Excerpt
And I mean, the Raptors are not Toronto’s team; it’s Canada’s team. Go, Raptors, go! It was an amazing, amazing run and I want to congratulate all the team members, the coach, and the leadership, and all Canadians who were cheering them on. It’s a miracle we showed up to work today. I thought everybody was going to call in sick.

But I want to thank you all. I want to thank my cabinet colleague, Bernadette Jordan, the Minister of Rural Economic Development, who couldn’t be here, who really wanted to be here, but she is in Ottawa doing important government business. And I want to thank my friend, Terry Sheehan, for bringing me to Sault Ste. Marie the first time, for keeping me in touch with the local economic priorities and how that interplays with immigration. And I want to thank you all for joining us today. As has already been mentioned, I’d like to acknowledge that we are on the traditional territory of the Anishnaabek.

So whether we find ourselves in Sault Ste. Marie or Brandon, Manitoba, or Vernon, British Columbia – I think all Canadians agree that our country would simply not be the same without the contributions and the presence of rural and northern Canada. Canada’s smaller cities and communities provide and contribute almost 30 percent of our GDP, yet most newcomers go to the big cities. Rural Canada and northern Canada are an important part of our history and key to not only our current economic growth, but our future prosperity as a country.

As in the rest of our society, Canada’s population is aging in smaller communities. And these communities are also faced with the additional challenges, of youth moving out of their home towns, critical skills shortages in a number of economic sectors, and, more importantly, the presence of a lot of difficulties in attracting skilled newcomers and retaining them in rural Canada. Canada’s cities and larger urban centres have traditionally benefited from immigration, but smaller cities and rural communities have struggled to do the same.

Task requirements
Reproduce the speech above on rural and northern Canada word for word, from start to finish.

[Shape boundary entries]
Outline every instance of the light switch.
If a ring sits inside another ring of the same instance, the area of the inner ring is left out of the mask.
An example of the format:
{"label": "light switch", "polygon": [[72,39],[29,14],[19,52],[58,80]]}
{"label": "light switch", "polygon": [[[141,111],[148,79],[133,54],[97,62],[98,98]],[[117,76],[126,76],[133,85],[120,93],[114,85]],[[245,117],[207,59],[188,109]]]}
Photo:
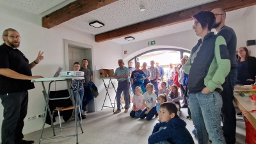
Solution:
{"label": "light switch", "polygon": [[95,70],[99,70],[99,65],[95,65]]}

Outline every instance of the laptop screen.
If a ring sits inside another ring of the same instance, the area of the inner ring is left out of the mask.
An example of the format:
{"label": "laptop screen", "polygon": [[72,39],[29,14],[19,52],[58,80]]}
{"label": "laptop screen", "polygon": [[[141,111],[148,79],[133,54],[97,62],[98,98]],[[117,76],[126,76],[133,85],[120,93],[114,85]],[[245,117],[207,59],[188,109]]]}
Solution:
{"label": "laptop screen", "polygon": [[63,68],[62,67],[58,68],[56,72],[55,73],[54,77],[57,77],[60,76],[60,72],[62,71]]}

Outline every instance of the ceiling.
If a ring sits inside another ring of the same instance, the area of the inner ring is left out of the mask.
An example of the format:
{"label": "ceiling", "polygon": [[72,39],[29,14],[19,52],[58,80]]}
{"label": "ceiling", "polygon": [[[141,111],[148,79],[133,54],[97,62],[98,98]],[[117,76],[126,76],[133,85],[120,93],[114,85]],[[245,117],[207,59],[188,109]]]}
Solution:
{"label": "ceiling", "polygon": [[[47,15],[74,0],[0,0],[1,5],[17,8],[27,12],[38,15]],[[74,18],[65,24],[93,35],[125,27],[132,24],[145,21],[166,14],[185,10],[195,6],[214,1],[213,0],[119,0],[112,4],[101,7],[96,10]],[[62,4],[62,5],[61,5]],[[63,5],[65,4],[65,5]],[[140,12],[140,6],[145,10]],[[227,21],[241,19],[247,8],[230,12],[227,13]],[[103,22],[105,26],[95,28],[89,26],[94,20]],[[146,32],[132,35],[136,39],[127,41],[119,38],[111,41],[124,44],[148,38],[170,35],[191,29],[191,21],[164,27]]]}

Task output
And I mean, the Raptors are not Toronto’s team; it’s Canada’s team. Go, Raptors, go! It was an amazing, amazing run and I want to congratulate all the team members, the coach, and the leadership, and all Canadians who were cheering them on. It’s a miracle we showed up to work today. I thought everybody was going to call in sick.

But I want to thank you all. I want to thank my cabinet colleague, Bernadette Jordan, the Minister of Rural Economic Development, who couldn’t be here, who really wanted to be here, but she is in Ottawa doing important government business. And I want to thank my friend, Terry Sheehan, for bringing me to Sault Ste. Marie the first time, for keeping me in touch with the local economic priorities and how that interplays with immigration. And I want to thank you all for joining us today. As has already been mentioned, I’d like to acknowledge that we are on the traditional territory of the Anishnaabek.

So whether we find ourselves in Sault Ste. Marie or Brandon, Manitoba, or Vernon, British Columbia – I think all Canadians agree that our country would simply not be the same without the contributions and the presence of rural and northern Canada. Canada’s smaller cities and communities provide and contribute almost 30 percent of our GDP, yet most newcomers go to the big cities. Rural Canada and northern Canada are an important part of our history and key to not only our current economic growth, but our future prosperity as a country.

As in the rest of our society, Canada’s population is aging in smaller communities. And these communities are also faced with the additional challenges, of youth moving out of their home towns, critical skills shortages in a number of economic sectors, and, more importantly, the presence of a lot of difficulties in attracting skilled newcomers and retaining them in rural Canada. Canada’s cities and larger urban centres have traditionally benefited from immigration, but smaller cities and rural communities have struggled to do the same.